Entries from a pointing dataset
══════

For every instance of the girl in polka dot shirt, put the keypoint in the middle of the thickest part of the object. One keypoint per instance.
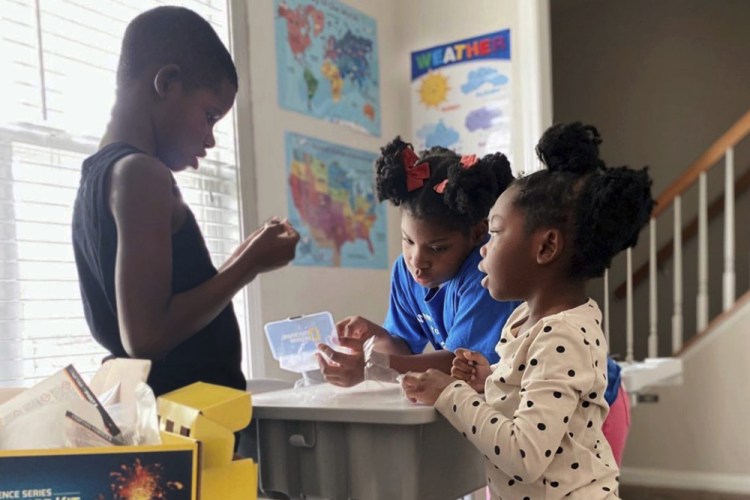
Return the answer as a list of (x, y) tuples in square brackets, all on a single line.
[(539, 421)]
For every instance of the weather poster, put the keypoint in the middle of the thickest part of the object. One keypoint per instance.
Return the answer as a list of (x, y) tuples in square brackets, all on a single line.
[(333, 205), (461, 95), (327, 62)]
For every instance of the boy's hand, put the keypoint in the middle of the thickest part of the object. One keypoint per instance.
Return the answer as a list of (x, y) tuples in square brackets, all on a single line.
[(355, 330), (425, 387), (271, 246), (338, 368), (471, 367)]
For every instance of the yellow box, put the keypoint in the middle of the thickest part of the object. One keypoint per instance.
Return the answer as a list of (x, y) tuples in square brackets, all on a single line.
[(211, 414)]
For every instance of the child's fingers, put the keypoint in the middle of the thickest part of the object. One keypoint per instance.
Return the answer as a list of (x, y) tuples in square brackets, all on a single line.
[(476, 358), (460, 353), (463, 374)]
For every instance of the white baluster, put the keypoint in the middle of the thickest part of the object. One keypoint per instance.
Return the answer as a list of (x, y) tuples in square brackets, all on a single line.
[(606, 306), (702, 299), (677, 285), (653, 339), (729, 278), (629, 308)]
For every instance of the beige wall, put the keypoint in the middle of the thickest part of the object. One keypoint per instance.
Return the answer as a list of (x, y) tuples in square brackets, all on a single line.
[(662, 80)]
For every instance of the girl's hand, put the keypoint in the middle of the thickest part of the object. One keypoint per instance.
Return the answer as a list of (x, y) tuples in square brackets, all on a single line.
[(425, 387), (338, 368), (471, 367), (354, 330)]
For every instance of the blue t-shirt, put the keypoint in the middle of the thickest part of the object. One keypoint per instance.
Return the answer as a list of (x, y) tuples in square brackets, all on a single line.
[(460, 313), (613, 381)]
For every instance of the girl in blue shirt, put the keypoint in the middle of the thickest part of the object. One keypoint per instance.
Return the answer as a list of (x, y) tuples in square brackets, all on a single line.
[(436, 294)]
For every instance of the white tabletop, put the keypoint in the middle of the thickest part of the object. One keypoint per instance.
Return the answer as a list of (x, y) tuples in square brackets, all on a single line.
[(369, 402)]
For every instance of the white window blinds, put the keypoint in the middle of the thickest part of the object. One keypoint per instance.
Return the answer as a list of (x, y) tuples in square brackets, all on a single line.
[(57, 83)]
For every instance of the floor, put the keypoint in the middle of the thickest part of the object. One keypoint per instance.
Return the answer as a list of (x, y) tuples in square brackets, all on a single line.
[(648, 493)]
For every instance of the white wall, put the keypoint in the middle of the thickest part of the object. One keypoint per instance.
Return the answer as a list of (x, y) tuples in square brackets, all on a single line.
[(435, 22), (296, 289), (402, 28), (696, 436)]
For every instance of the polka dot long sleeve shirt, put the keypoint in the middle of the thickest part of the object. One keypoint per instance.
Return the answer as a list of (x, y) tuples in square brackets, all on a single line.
[(539, 423)]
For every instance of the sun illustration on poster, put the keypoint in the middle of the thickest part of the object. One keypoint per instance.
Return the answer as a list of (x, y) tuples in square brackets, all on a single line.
[(434, 89)]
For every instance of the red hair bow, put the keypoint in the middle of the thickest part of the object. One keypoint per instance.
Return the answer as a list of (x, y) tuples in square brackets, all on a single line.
[(416, 173), (468, 161)]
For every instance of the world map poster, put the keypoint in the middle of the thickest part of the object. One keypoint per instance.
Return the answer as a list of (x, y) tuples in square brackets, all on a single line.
[(461, 95), (333, 204), (327, 62)]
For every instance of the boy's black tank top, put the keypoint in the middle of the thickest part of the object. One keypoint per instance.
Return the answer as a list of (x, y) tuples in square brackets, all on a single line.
[(211, 355)]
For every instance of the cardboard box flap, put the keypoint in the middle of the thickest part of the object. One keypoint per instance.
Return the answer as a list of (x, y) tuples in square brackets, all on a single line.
[(228, 407)]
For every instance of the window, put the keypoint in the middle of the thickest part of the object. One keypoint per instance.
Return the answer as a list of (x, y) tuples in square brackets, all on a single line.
[(57, 83)]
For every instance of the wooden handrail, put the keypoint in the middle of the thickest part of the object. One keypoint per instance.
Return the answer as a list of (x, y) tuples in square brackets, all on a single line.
[(688, 232), (704, 162)]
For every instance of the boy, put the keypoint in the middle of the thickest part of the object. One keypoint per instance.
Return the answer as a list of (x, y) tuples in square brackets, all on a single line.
[(148, 285)]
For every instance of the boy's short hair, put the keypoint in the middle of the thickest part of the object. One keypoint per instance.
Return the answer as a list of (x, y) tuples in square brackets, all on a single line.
[(175, 35)]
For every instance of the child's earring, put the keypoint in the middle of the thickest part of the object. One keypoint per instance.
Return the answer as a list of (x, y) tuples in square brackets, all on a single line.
[(166, 76), (550, 246)]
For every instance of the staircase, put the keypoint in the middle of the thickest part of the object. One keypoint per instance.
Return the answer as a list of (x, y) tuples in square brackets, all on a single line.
[(663, 367)]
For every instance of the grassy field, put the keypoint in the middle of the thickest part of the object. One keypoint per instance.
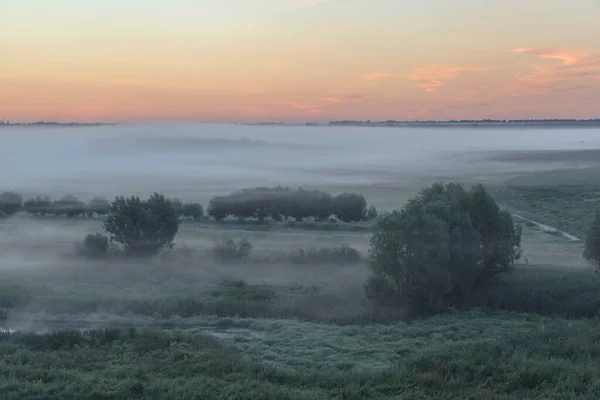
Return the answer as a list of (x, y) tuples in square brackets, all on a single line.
[(188, 326), (470, 355)]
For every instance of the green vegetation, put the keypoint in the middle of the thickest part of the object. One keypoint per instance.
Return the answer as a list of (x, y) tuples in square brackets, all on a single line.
[(462, 356), (443, 245), (565, 199), (94, 246), (284, 314), (592, 241), (279, 203), (143, 227), (342, 254), (230, 250)]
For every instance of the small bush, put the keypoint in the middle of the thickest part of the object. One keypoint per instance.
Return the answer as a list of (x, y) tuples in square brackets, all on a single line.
[(350, 207), (10, 203), (98, 205), (94, 246), (192, 210), (230, 250), (38, 206), (70, 206), (342, 254), (372, 213)]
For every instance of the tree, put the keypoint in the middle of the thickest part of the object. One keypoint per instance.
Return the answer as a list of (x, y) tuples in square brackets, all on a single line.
[(592, 242), (177, 205), (98, 205), (94, 246), (38, 206), (372, 213), (143, 227), (10, 203), (70, 206), (192, 210), (441, 246)]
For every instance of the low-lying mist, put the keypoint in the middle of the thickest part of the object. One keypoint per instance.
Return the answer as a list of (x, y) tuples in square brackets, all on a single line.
[(316, 276), (198, 161)]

══════

**WHAT YOU ARE ASKED TO DO**
Could you output every line of the records above as a Markdown table with the columns Number and Record line, skipping blank lines and leaving the pictures out?

**CORRECT ANSWER**
| Number | Record line |
|---|---|
| 1 | For every instance of the girl in polka dot shirt, put the keypoint in the middle of the thickest part of the object. One keypoint per instance. |
| 2 | Return the answer as a list of (x, y) tuples in square brackets, all on a single line. |
| 3 | [(539, 421)] |
| 4 | For every instance of the weather poster, put the keypoint in the middle of the thickest part of the object. One keypoint per instance. |
| 5 | Return the answer as a list of (x, y) tuples in square brackets, all on a single line. |
| 6 | [(333, 205), (461, 95), (327, 62)] |
| 7 | For every instance of the boy's hand, put the keypoint in the middle of the thickest part of the object. One keypoint per instance. |
| 8 | Return the answer as a list of (x, y) tuples in square brackets, all on a single line. |
| 9 | [(355, 330), (425, 387), (271, 246), (338, 368), (471, 367)] |
| 10 | For every instance of the yellow box, put the keypoint in the middle of the thickest part of the object. One keypoint per instance. |
| 11 | Return the answer as a list of (x, y) tuples in square brackets, all on a single line. |
| 12 | [(211, 414)] |
| 13 | For every instance of the child's fingers, put the keypoint in the middle of the thickest part of the object. One keypoint per instance. |
| 14 | Return the answer as a list of (x, y) tuples in square brackets, all on a single line. |
| 15 | [(476, 358), (460, 353), (463, 374)] |
| 16 | For every instance of the white baluster, put the keypoint in the middle of the thickest part of the object. One keypoint per instance. |
| 17 | Return the answer as a list of (x, y) tuples in square brackets, all on a single line. |
| 18 | [(606, 306), (702, 299), (677, 285), (653, 339), (729, 278), (629, 308)] |
| 19 | For every instance of the beige wall, put the keypoint in the middle of the thickest part of the object. One keypoint per instance. |
| 20 | Return the answer as a list of (x, y) tuples in square brackets, all on a single line. |
| 21 | [(662, 80)] |
| 22 | For every instance of the girl's hand, put the keypoint in the middle of the thickest part of the object. One keypoint per instance. |
| 23 | Return the answer as a list of (x, y) tuples in square brackets, all on a single line. |
| 24 | [(425, 387), (338, 368), (471, 367), (354, 330)] |
| 25 | For every instance of the blue t-shirt, put the keypoint in the middle of the thickest part of the object. One keypoint per instance. |
| 26 | Return the answer as a list of (x, y) tuples in square brackets, all on a single line. |
| 27 | [(460, 313), (613, 381)] |
| 28 | For every instance of the girl in blue shirt, put the keypoint in the middle of the thickest part of the object. One keypoint per instance. |
| 29 | Return the answer as a list of (x, y) tuples in square brackets, all on a single line. |
| 30 | [(436, 294)] |
| 31 | For every instance of the white tabletop, put the keypoint in the middle of the thickest part of the object. One keypoint per instance. |
| 32 | Return the answer as a list of (x, y) tuples in square brackets, all on a single line. |
| 33 | [(369, 402)] |
| 34 | For every instance of the white window blinds, put the keypoint in the middle of the thickest part of the object. One keypoint per instance. |
| 35 | Return the answer as a list of (x, y) tuples in square brackets, all on a single line. |
| 36 | [(57, 83)] |
| 37 | For every instance of the floor, put the keypoint in the middle of the thickest part of the object. One keypoint per instance. |
| 38 | Return the answer as a list of (x, y) tuples in square brackets, all on a single line. |
| 39 | [(648, 493)] |
| 40 | For every instance of the white wall, put the keypoint in the middle of the thickest part of the object. One keypoint per instance. |
| 41 | Return the answer as a list of (x, y) tuples in square brackets, all on a single line. |
| 42 | [(435, 22), (296, 289), (402, 28), (696, 436)] |
| 43 | For every instance of the polka dot long sleeve shirt, put the keypoint in the middle of the thickest part of the object. One keypoint per instance. |
| 44 | Return the answer as a list of (x, y) tuples in square brackets, all on a single line. |
| 45 | [(539, 423)] |
| 46 | For every instance of the sun illustration on poster, put the keypoint in the middle of the thickest part of the object. One keypoint per instance. |
| 47 | Return the answer as a list of (x, y) tuples in square brackets, all on a single line. |
| 48 | [(434, 89)] |
| 49 | For every instance of the red hair bow, put the keypoint in the middle of the thickest part of the object. One keypoint per instance. |
| 50 | Return the answer as a list of (x, y) tuples in square brackets, all on a single line. |
| 51 | [(416, 173), (468, 161)] |
| 52 | For every instance of the world map poster, put the keypoint in the middle of the thickest part of the object. One keypoint per instance. |
| 53 | Return the answer as a list of (x, y) tuples in square brackets, all on a single line. |
| 54 | [(461, 95), (333, 204), (327, 62)] |
| 55 | For every instance of the boy's black tank top, put the keypoint in the middle of the thickest part of the object. One keypoint per instance. |
| 56 | Return the answer as a list of (x, y) tuples in square brackets, all on a single line. |
| 57 | [(211, 355)] |
| 58 | For every instance of the cardboard box flap, put the keypoint in the middle of the thickest part of the object. One keypoint per instance. |
| 59 | Return the answer as a list of (x, y) tuples in square brackets, all on a single line. |
| 60 | [(228, 407)] |
| 61 | For every instance of the window, put the keypoint in the middle of the thickest part of the object. One keypoint per instance. |
| 62 | Return the answer as a list of (x, y) tuples in square brackets, all on a single line. |
| 63 | [(57, 83)] |
| 64 | For every instance of the wooden handrail, put the keypoint in the middle of the thickest part of the object. One keypoint per instance. |
| 65 | Return the answer as a list of (x, y) tuples in square brackets, all on a single line. |
| 66 | [(688, 232), (704, 162)] |
| 67 | For every instance of the boy, put the keypoint in the middle of the thickest part of the object. One keypoint per instance. |
| 68 | Return the answer as a list of (x, y) tuples in square brackets, all on a single line. |
| 69 | [(148, 285)] |
| 70 | For every instance of the boy's short hair, put the keypoint in the middle of the thickest part of the object. One keypoint per instance. |
| 71 | Return the answer as a list of (x, y) tuples in square brackets, all on a single line. |
| 72 | [(175, 35)] |
| 73 | For every instance of the child's earring, put the keypoint in the middle of the thickest part of the object. One keypoint per instance. |
| 74 | Return the answer as a list of (x, y) tuples in square brackets, all on a single line. |
| 75 | [(166, 76), (550, 246)] |
| 76 | For every instance of the staircase, put the keypoint in the middle of the thickest part of the object. One keypoint per instance. |
| 77 | Return the answer as a list of (x, y) tuples in square brackets, all on a single line. |
| 78 | [(663, 367)] |
| 79 | For every instance of the grassy field, put the keypoint in the middle of the thickest part of the object. One keypoint per instance. |
| 80 | Return the answer as a list of (x, y) tuples in square brackets, all on a single line. |
| 81 | [(188, 326), (470, 355)] |
| 82 | For every instance of the green vegetation, put the keypoint in the middle of the thickest part of the object. One keypoint per instance. |
| 83 | Return the answer as a list of (x, y) tuples in square brackets, all on a single line. |
| 84 | [(462, 356), (443, 245), (565, 199), (94, 246), (284, 314), (592, 241), (279, 203), (143, 227), (342, 254), (230, 250)] |
| 85 | For every instance of the small bush, put the keypoint in the middle of the thickest part of the object. One keypoint per instance. |
| 86 | Return the answer as a list of (x, y) tuples in square brackets, all on a single line. |
| 87 | [(350, 207), (10, 203), (98, 205), (94, 246), (192, 210), (230, 250), (38, 206), (70, 206), (342, 254), (372, 213)] |
| 88 | For every instance of the tree, put the keypoint in the middle of the thickest part of the object. One keypoint per instance. |
| 89 | Return the answer as a list of (x, y) tuples in square brackets, all on a single line. |
| 90 | [(592, 242), (177, 205), (98, 205), (94, 246), (38, 206), (372, 213), (143, 227), (10, 203), (70, 206), (192, 210), (441, 246)] |
| 91 | For every instance of the low-lying mist, put the keypoint in the middle of the thickest part of the object. One keypoint per instance. |
| 92 | Return the answer as a list of (x, y) tuples in square brackets, all on a single line. |
| 93 | [(316, 276), (198, 161)] |